I was sent this article from The Guardian by a friend yesterday. With the General Election looming, there has been much coverage of which political party is offering what and to whom. But it wasn’t the politics that stood out for me, it was the language used. Nick Cohen, author of the piece, has a real bee in his bonnet and it is buzzing loudly.
Cohen points to the minefield of correct terminology to use – according to him “On no account should you describe someone as “mentally ill”. You must refer to “people with mental health problems” instead.” I don’t disagree, but would describe myself as having a mental health problem which, on occasion, makes me mentally ill.
Cohen also makes reference to one of my own pet hates, the term ‘service user’. I would class myself as a patient – I am an outpatient, receiving treatment at home or at the hospital while living in the community. Those admitted to a mental health ward or unit would be inpatients. I am not a service user.
So far so good, I may not fully agree with Cohen but he hasn’t offended me either. Until I find, further down his article, that he has used the word handicapped – referring to cuts within the NHS he says they are happy “with speech codes that prevent us from saying the mentally ill and handicapped suffer” while at the same time increasing their suffering.
I don’t disagree with him over the impact of cuts – I’ve discussed them myself here – but his use of the word handicapped is offensive. I may be mentally ill – sorry, have mental health problems – but I am not handicapped and I don’t know anyone who would think that an acceptable word to use.
What could have been an informative piece on the Conservative and Lib Dem policies on mental health ended up reading like a rant about the correct, politically correct, language to use. And was completely spoiled by Cohen’s use of handicapped – a word that shows him to be woefully out of touch with the distinction between “speech codes” and causing offence.
━━━━━━━━━━━━━━━━━━━━
== Tasks ==
a. List every label for people that the post discusses or uses in talking about mental health.
b. Answer these from the post:
(i) Who wrote the Guardian article?
(ii) What kind of patient does the writer say they are?
(iii) Which parties' mental health policies could the article have informed readers about?
c. Please quote the part of the post that opens with the words containing "I don’t disagree with" and closes with "word to use.".
The material that comes next is from a separate source.
━━━━━━━━━━━━━━━━━━━━
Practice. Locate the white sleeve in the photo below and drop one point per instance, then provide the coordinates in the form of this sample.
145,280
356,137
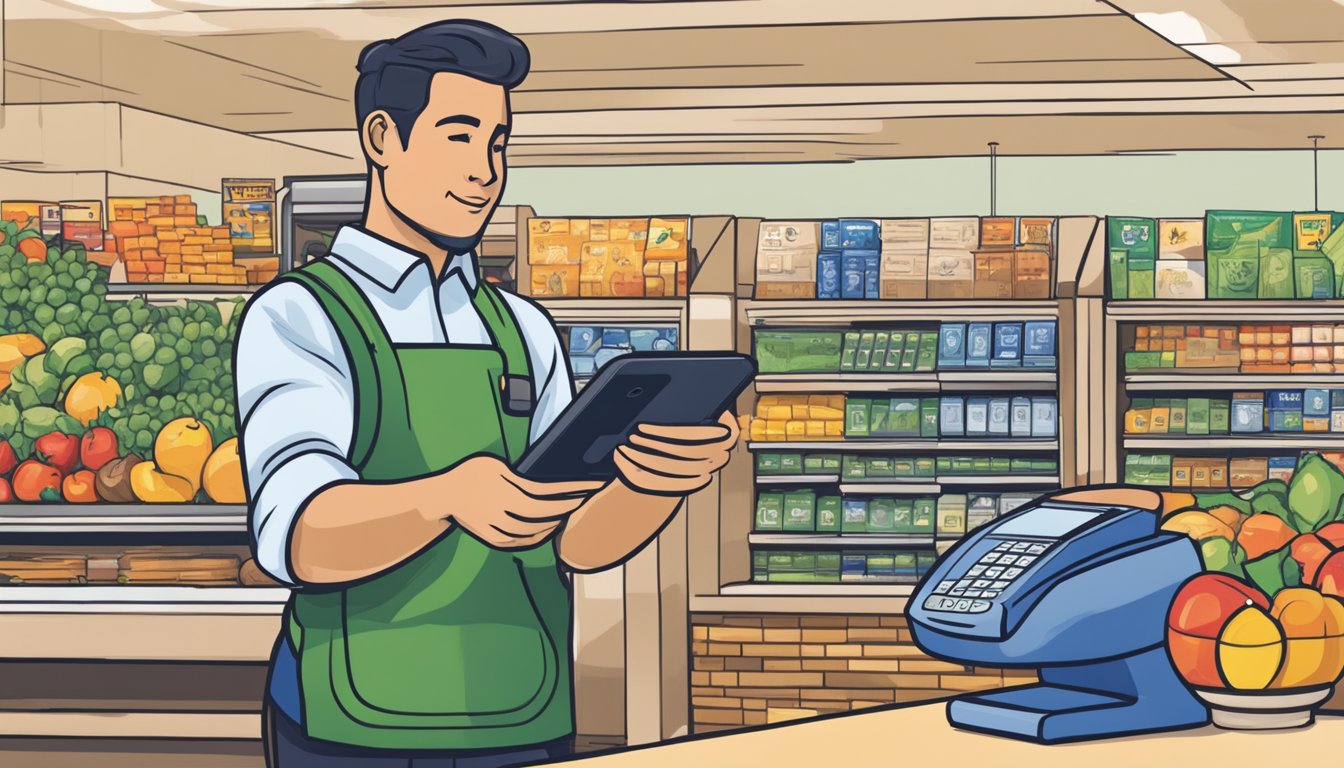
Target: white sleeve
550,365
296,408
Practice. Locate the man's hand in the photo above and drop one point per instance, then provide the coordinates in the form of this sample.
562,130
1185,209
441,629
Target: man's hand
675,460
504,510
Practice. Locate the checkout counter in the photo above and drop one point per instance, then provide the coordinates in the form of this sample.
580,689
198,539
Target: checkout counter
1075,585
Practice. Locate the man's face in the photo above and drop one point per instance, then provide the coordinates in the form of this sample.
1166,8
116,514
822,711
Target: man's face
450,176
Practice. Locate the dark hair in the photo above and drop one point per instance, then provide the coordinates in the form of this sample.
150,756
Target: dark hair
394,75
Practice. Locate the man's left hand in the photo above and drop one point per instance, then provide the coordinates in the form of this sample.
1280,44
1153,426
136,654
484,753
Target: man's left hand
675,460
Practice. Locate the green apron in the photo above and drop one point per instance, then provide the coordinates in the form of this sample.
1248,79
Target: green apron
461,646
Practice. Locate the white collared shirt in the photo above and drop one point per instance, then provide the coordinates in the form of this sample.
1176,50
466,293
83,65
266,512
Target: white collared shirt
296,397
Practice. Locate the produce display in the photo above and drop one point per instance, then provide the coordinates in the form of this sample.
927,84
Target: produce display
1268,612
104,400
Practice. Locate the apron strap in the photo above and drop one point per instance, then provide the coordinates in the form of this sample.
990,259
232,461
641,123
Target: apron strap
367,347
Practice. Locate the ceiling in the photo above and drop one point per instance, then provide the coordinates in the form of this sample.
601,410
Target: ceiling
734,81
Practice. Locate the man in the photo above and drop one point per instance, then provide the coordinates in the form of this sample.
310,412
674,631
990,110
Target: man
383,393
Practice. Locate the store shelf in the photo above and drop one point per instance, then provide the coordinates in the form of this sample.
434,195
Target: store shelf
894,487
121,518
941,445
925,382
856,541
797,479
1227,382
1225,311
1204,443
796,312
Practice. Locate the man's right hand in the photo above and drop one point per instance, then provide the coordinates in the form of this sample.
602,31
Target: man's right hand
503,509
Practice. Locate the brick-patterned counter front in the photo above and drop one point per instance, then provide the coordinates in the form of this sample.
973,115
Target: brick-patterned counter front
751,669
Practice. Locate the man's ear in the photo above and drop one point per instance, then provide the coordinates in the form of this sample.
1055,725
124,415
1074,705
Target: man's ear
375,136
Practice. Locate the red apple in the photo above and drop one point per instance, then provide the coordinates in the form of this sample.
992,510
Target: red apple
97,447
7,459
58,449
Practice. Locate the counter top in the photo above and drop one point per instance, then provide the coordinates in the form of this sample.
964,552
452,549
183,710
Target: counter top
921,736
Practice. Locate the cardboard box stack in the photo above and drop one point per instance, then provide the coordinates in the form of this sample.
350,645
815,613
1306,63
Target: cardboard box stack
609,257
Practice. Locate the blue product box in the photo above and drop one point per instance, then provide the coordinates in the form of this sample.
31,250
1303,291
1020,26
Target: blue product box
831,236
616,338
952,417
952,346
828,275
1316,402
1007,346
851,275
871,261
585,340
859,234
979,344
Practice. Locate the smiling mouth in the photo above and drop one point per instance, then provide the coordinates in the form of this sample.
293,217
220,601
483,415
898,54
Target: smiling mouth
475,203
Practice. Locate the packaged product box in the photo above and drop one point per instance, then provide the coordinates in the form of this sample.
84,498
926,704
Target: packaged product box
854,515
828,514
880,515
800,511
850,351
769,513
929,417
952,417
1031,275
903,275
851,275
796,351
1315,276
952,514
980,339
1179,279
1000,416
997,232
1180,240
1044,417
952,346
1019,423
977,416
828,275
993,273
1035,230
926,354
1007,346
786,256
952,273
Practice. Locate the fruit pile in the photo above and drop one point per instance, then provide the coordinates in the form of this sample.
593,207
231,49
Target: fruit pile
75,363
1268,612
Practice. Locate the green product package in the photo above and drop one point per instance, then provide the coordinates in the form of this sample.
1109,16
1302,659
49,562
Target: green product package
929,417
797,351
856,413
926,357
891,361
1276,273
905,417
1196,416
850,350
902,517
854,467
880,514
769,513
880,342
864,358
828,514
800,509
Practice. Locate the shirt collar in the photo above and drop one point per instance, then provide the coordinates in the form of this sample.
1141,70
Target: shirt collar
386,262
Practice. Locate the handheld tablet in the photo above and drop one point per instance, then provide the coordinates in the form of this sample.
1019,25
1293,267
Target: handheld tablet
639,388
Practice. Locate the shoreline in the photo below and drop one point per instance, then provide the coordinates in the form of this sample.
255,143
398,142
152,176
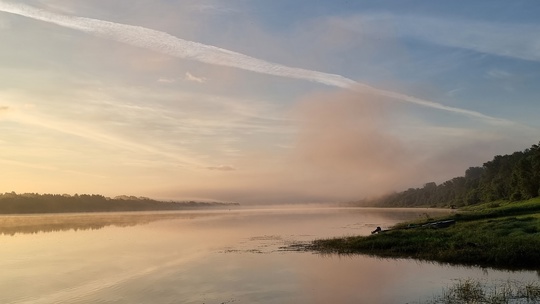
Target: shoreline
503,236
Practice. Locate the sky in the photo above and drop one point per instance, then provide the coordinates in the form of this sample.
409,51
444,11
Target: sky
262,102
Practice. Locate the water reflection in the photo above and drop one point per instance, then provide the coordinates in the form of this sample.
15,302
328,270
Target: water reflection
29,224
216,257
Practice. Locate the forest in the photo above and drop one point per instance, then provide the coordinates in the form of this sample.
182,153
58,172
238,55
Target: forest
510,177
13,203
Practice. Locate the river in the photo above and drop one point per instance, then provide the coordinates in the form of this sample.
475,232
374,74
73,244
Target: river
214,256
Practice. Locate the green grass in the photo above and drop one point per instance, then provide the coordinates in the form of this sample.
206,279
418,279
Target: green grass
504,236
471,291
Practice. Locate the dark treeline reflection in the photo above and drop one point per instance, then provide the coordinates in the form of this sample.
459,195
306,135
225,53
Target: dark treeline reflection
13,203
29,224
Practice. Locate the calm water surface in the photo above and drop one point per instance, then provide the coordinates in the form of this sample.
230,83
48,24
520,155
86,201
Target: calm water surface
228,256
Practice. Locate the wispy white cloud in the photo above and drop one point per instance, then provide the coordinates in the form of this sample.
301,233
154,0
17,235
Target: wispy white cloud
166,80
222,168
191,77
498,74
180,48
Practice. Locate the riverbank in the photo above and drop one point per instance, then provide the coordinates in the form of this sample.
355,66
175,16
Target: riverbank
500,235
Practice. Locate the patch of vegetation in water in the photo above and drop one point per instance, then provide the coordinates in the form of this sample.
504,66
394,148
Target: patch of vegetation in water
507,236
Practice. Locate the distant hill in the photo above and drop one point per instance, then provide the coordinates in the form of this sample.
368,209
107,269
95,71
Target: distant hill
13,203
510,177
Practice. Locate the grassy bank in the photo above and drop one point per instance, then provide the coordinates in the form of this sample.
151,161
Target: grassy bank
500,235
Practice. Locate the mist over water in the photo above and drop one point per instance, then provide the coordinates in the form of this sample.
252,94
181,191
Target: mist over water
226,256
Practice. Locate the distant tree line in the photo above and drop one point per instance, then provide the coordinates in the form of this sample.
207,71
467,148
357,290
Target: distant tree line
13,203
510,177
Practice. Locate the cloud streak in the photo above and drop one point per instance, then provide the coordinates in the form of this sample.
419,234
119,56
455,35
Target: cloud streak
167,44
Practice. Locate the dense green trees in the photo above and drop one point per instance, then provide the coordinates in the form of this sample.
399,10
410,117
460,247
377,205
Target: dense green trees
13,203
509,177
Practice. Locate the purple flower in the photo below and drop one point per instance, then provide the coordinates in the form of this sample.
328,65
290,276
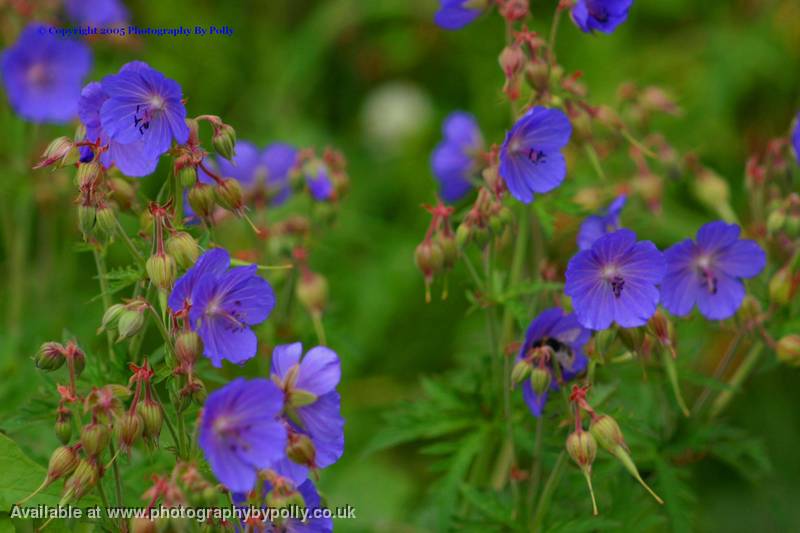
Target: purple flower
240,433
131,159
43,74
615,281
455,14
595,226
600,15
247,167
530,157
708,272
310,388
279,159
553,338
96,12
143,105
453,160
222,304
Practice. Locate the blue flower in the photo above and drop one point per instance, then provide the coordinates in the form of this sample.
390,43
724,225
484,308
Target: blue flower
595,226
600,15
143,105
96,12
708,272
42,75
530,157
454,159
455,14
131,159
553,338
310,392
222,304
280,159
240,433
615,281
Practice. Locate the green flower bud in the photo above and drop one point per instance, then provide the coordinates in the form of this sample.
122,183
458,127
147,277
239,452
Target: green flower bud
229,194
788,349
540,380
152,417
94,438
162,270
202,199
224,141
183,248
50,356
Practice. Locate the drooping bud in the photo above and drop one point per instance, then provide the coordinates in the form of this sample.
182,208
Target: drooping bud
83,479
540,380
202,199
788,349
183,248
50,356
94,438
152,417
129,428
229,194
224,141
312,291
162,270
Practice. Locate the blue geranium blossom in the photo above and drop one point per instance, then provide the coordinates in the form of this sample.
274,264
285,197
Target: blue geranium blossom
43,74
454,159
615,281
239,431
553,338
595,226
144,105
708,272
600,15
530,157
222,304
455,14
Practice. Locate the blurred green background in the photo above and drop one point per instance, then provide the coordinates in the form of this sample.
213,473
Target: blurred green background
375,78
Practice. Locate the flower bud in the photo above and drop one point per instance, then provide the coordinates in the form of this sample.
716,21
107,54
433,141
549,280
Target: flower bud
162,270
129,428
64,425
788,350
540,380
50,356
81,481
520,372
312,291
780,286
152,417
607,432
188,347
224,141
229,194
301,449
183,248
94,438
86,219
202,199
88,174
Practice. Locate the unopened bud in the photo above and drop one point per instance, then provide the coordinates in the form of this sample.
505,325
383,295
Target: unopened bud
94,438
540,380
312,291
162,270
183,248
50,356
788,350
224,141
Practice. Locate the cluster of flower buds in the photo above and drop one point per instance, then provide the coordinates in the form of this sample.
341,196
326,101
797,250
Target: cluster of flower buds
━━━━━━━━━━━━━━━━━━━━
== Solutions to the exercise ==
a. mentally ill; people with mental health problems; service user; patient; outpatient; inpatient; handicapped

b.
(i) Nick Cohen
(ii) An outpatient
(iii) The Conservative and Lib Dem parties

c.
I don’t disagree with him over the impact of cuts – I’ve discussed them myself here – but his use of the word handicapped is offensive. I may be mentally ill – sorry, have mental health problems – but I am not handicapped and I don’t know anyone who would think that an acceptable word to use.